● **Exercise prompt**
According to the judgment excerpt below, why did the assessee claim 100 percent depreciation on the leased machinery? Answer in one to three sentences.

● **Supplied passage**
(begin)

JUDGMENT Vishwanatha Shetty, J.
1. The appellant in this Appeal [hereinafter referred to as 'the Assessee'] is a domestic Company carrying on business relating to manufacture of Special Purpose machinery.
2. Facts in brief are as hereunder:
For the Assessment year 1996-97, i.e. year ending 31st March 1996, the assessee filed its return of income on 29th November 1996 declaring the total income of Rs. 1,54,33,960/- (Rupees One crore fifty four lakhs thirty three thousand nine hundred sixty only). In the return filed, the assessee had claimed that it had purchased machinery/equipment from Andra Pradesh State Electricity Board [hereinafter referred to as 'the APSES'], by virtue of an agreement of Sale Deed dated 29th September 1995 for a total consideration of Rs. 1,60,18,854/- (Rupees One crore sixty lakhs eighteen thousand eight hundred fifty four only); and on the same day, by means of a separate Lease Deed, it had leased back the said machinery/equipment to APSEB for a monthly rent of Rs. 2,19,498.35(Rupees Two lakhs nineteen thousand four hundred ninety eight and paise thirty five only) for a period of 72 months commencing from 29th September 1995 till 29th August 2001. The assessee claimed 100 percent depreciation in respect of the said leased machinery as the machinery purchased, according to the assessee, was the Pollution Control equipment.

(end)

● **Data provided**
(begin)

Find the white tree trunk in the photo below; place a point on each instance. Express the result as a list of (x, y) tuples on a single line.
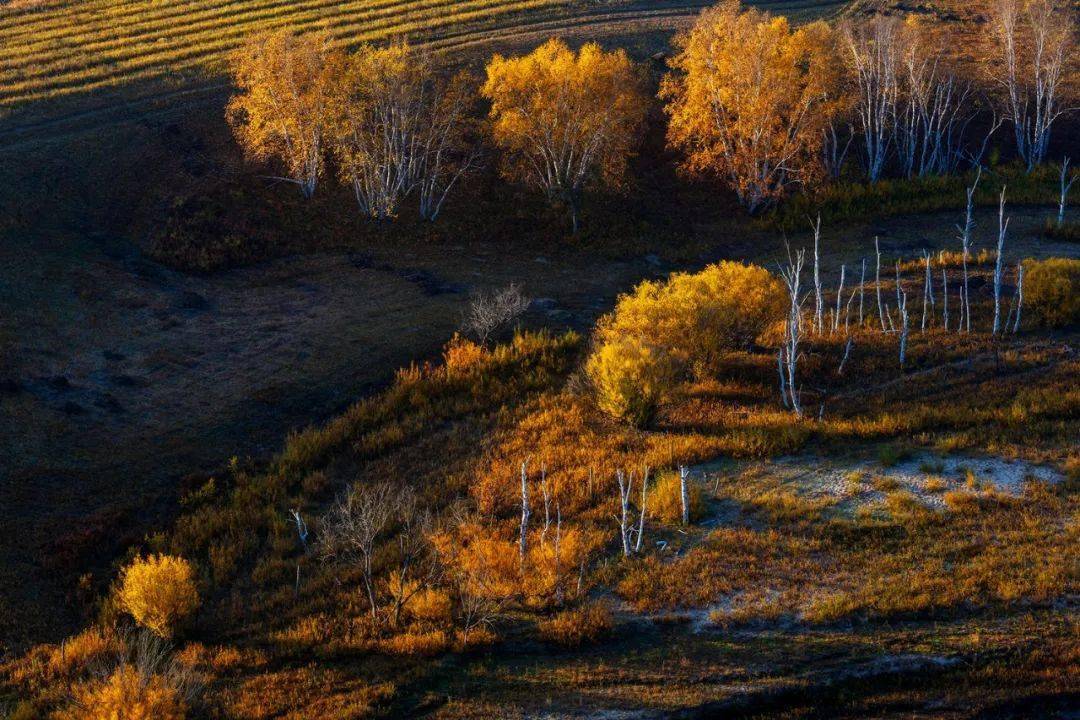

(end)

● **Solution**
The assessee claimed 100 percent depreciation because, in its view, the machinery it had purchased and then leased back was pollution control equipment.